— Your task —
In the article on Hidden Hollow park funding, who protected the small park in 1990?

— Document section —
== == ==
Hidden Hollow to get Salt Lake City funds for restorations
Hidden Hollow is a small park with a lot of support this year. The three acre natural park received $195,000 toward improvements.
The money came from two sources. The Salt Lake City Council approved the first amount in October when the Redevelopment Agency made a request for $35,000 to restore and maintain the park.
The rest of the amount came from the Capital Improvement Program fund. It was approved Dec. 11 as part of the 2013 budget. The CIP is used for major projects and construction above $5,000.
The funding will go toward maintaining the park and installing new lighting to improve safety and visibility. Park maintenance will replace landscaping that was damaged due to construction and natural erosion.
Hidden Hollow, located at 1255 East 2160 South, runs along Parleys Creek and through the Sugar House Commons shopping area. It was once the location of the original Sugar House Park, but by 1985, it had fallen into neglect. Students from Hawthorne Elementary protected the small park in 1990.
Ten years later, Hidden Hollow was granted a conservation easement to Utah Open Lands Conservation Association by Mayor Rocky Anderson. The conservation easement was used to preserve Hidden Hollow Nature Area and the biologically diverse plants and animals that live there.
== == ==
[Referring expression data]
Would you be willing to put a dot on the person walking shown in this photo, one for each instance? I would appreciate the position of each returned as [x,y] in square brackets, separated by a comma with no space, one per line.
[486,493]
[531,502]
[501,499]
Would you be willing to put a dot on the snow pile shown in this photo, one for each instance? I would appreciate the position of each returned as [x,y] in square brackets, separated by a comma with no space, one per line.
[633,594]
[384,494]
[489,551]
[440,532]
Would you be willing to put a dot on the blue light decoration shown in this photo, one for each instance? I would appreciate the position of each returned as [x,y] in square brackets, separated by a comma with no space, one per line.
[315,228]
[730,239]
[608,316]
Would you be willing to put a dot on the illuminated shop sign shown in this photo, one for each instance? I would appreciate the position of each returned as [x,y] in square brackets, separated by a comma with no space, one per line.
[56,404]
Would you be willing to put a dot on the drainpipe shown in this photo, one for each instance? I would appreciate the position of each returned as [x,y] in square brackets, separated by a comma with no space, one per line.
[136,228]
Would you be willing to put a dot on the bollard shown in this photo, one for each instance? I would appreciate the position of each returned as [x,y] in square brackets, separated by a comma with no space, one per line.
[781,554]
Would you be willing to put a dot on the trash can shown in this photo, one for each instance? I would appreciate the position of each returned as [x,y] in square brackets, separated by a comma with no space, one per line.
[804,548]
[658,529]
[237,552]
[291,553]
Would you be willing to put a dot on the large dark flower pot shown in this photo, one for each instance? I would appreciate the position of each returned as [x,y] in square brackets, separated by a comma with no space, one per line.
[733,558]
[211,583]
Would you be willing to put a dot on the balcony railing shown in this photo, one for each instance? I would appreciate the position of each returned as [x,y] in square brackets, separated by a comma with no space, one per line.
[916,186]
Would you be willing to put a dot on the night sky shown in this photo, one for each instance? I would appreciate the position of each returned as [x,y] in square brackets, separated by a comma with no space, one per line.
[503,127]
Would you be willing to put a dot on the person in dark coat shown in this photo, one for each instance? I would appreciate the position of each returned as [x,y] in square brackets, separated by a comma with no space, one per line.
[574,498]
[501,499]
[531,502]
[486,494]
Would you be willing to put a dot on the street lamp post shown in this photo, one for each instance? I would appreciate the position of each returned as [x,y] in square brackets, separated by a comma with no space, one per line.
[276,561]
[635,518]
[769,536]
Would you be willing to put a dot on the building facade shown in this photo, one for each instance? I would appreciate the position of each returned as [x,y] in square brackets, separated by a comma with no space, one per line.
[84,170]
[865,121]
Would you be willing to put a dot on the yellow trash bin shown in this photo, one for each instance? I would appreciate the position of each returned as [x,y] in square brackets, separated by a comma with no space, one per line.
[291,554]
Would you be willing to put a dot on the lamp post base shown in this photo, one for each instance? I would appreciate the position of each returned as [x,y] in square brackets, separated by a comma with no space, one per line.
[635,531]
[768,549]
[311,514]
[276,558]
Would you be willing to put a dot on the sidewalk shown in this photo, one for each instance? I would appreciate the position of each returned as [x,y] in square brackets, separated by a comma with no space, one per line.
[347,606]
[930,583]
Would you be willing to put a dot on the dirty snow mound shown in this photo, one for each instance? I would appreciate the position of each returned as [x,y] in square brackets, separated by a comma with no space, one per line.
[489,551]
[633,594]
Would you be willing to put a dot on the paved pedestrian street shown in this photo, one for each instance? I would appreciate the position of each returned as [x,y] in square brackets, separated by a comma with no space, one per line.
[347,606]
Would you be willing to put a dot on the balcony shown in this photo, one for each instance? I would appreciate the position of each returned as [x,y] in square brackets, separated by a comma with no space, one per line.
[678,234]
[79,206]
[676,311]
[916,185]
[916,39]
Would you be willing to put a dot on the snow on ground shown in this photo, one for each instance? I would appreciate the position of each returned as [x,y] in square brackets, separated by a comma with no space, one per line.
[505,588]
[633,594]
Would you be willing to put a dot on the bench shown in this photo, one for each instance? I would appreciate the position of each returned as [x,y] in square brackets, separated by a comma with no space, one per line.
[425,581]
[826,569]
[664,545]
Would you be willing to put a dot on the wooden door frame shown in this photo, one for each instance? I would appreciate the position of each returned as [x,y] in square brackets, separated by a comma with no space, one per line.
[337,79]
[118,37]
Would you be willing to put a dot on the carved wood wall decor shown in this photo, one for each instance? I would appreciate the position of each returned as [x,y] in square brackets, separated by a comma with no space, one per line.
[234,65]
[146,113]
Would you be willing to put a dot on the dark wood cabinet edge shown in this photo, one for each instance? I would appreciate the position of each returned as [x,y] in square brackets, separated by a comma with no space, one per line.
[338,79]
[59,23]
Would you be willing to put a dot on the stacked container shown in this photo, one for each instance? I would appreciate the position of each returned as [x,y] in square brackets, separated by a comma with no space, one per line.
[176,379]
== == ==
— Solved problem —
Students from Hawthorne Elementary